Scott said: “The NBRC funding will be especially important this year, as communities respond to, and work to recover from, the impacts of this once-in-a-century pandemic. I appreciate this critical federal support and look forward to seeing these transformative projects get underway.”
NBRC Federal Co-Chairman Harold B. Parker said: “The NBRC is excited to again partner with the State of Vermont to make a diverse set of awards this year. Projects that span economic recovery, infrastructure, workforce development, connectivity, and that, importantly in these challenging times, maintain a focus on recreation, are all crucial to advancing economic and community development.”
They announced this list of Vermont grantees:
- Randolph Area Community Development Corporation – $475,000: For infrastructure development including roads, utilities, water/sewer, sidewalks, and lighting.
- East Calais Community Trust – $105,000: To reopen the shuttered East Calais General Store on Route 14 as an essential community resource for locals and travelers alike.
- Food Connects (Brattleboro) – $184,250: For state-wide infrastructure essential to food security and to increase capacity of 80 farms and food producers to reach new markets within and outside of Vermont.
- Vermont Foodbank (Barre) – $250,000: To support the renovation of the Barre facility, which serves Vermont's food insecure population.
- Catamount Arts (St. Johnsbury) – $250,000: For place-based creative programming/events that will leverage unique community assets to respond to economic impacts of COVID-19 in the NEK.
- Fairbanks Museum (St. Johnsbury) – $350,000: To construct Vermont’s first demonstration mass timber building and use the project for workforce training and the Science Annex.
- Town of South Hero – $110,000: To install 1,500 feet of village center water main along Route 2 from Hill Rd to Carter Lane.
- Richford Grocery (NOTCH) – $175,000: To complete acquisition of a grocery store for ownership and operation as the State’s first non-profit social grocery.
- Vermont Council on Rural Development – $286,000: To build long-term recovery and economic resiliency projects in Vermont communities, share recovery best practices and connect projects with state, federal and public/private COVID-19 recovery assistance.
- Vermont Housing and Conservation Board – $256,907: The Vermont Farm and Forest Viability Program will provide 90 working lands businesses with coaching to help them recover from COVID-19 disruptions.
- Vermont Sustainable Jobs Fund – $210,000: To increase forest-based economic activity across the State of Vermont.
- Town of Fletcher – $439,443: To build a fiber-to-the-home telecom network to the 34 miles of residences and businesses that do not currently have access to broadband.
- City of Rutland – $350,000: Acquisition of the athletic facility (20.4 acres of the 116-acre former College of St. Joseph campus) for use as a recreational/community facility for Rutland County.
- Town of Montgomery – $507,107: For a new centralized wastewater project serving the Village Center.
- Town of Highgate – $482,053: To create a 6,300 foot extension of water and sewer infrastructure from the entrance of MVU High School along US Route 78 to Airport Road.
Created in the 2008 Farm Bill, NBRC is a federal-state partnership with a mission to help alleviate economic distress and encourage private-sector job creation throughout the northern counties of Maine, New Hampshire, Vermont and New York. Since its inception, the Commission has awarded more than $72 million, which has leveraged more than $249 million to support 287 grants across the four states. In Vermont, including this year’s grantees, it has funded 86 projects totaling more than $20 million.

▶ Work to be completed:
In the NBRC grant announcement, how much did the Town of Fletcher receive, and for what? The listing that follows the NBRC grant announcement isn't needed for anything here.

▶ Given material:
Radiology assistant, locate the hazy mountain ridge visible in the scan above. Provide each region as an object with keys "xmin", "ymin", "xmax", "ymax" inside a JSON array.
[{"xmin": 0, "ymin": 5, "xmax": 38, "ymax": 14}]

▶ Answer for this exercise:
$439,443, to build a fiber-to-the-home telecom network to the 34 miles of residences and businesses that do not currently have access to broadband.